**Written task**
Can you copy out, word for word, the lines from the line with "Practice. Pick out the canyon" to the line with "Target: canyon floor", leaving the pictures out of your answer?

**Dataset records**

++++++

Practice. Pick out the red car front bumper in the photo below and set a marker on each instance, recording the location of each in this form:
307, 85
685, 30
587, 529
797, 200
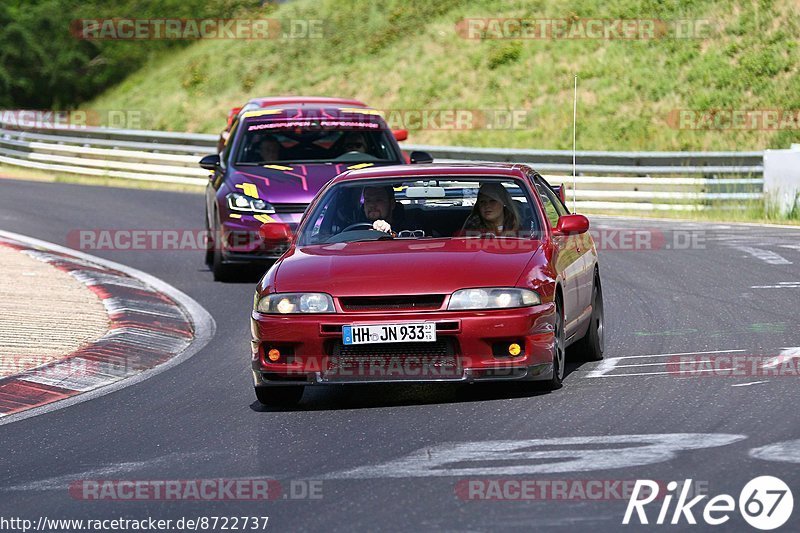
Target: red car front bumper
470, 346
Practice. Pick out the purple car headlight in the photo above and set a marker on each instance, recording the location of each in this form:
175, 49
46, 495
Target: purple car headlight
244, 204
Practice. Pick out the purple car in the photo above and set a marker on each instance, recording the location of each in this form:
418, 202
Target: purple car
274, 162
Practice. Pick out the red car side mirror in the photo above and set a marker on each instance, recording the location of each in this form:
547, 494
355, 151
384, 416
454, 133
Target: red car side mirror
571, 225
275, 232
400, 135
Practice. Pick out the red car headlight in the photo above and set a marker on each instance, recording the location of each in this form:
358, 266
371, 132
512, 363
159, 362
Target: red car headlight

++++++

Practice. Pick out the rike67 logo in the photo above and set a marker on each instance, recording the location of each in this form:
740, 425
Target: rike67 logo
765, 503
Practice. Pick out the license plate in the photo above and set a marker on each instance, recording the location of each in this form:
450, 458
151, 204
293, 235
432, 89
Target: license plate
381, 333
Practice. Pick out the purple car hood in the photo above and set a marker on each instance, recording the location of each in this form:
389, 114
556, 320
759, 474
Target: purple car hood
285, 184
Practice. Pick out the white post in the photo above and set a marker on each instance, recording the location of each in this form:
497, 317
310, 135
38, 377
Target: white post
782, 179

++++++

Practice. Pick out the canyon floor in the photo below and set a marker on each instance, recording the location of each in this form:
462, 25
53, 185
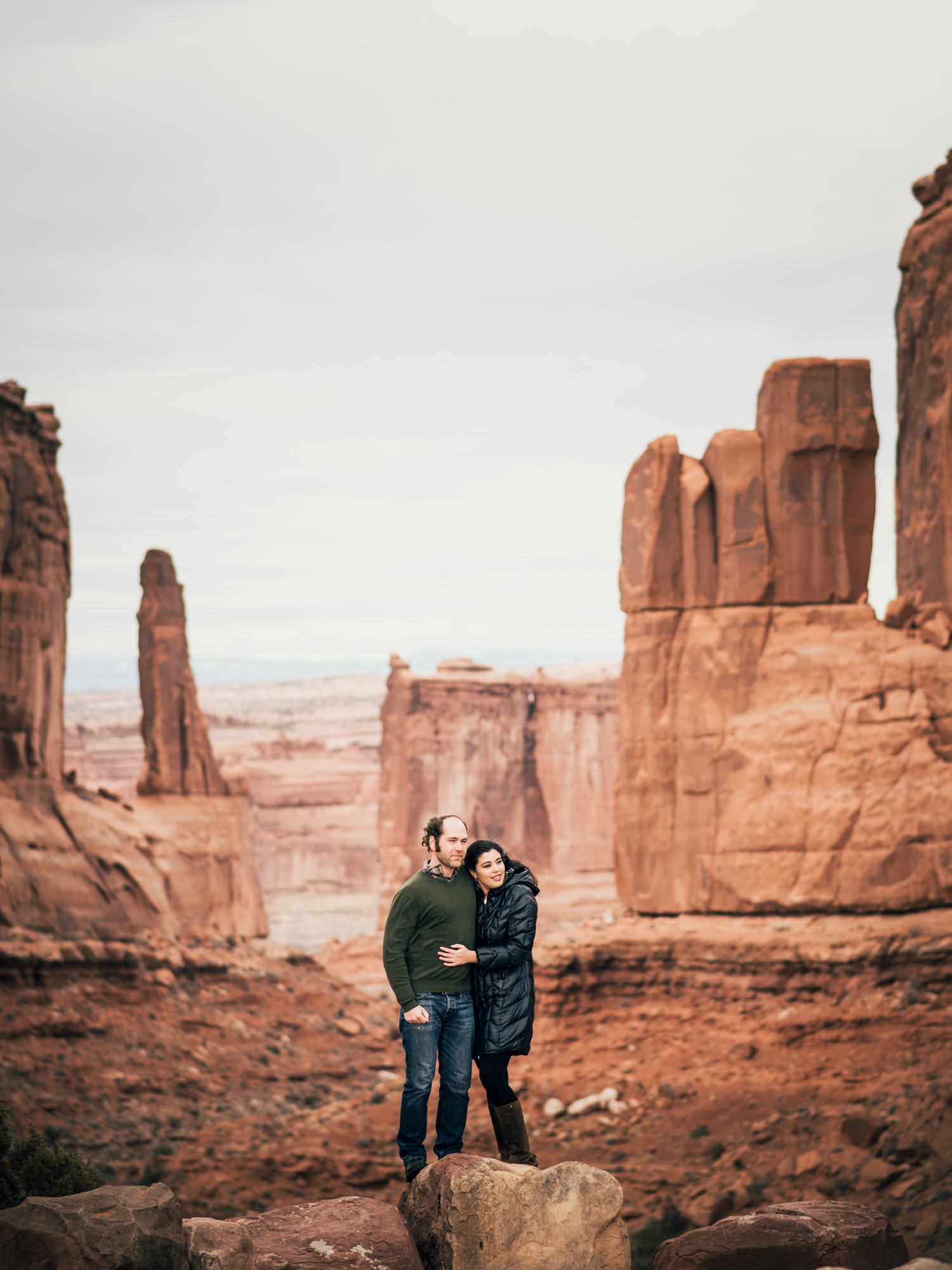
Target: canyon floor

++++++

**Full answer**
Practice. Pick out the canyon floor in the photo below and set a marker on each instance, recording the location of each in this form:
462, 25
53, 185
Target: canyon floor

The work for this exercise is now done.